• Work instruction:
In the entries that follow, find the word "instance" and report each line it is on.

Saved entries
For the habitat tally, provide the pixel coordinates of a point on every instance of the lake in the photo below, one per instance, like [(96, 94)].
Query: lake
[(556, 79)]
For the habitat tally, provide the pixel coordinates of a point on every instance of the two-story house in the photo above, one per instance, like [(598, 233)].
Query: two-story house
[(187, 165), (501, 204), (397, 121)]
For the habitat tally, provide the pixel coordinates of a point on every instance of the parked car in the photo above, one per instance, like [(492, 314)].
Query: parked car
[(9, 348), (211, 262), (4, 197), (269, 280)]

• Your solution:
For the habitat tally, provide the pixel coordinates of a point on every instance of the lake in the photo below, one per instance, like [(96, 94)].
For the habitat tally, provide the pixel coordinates of a point on every instance of the two-story house in the photo above, one per instance, like [(598, 233)].
For the habitat tally, provide the pixel coordinates of a point on every instance of the parked car in the photo above, one per instance, like [(492, 314)].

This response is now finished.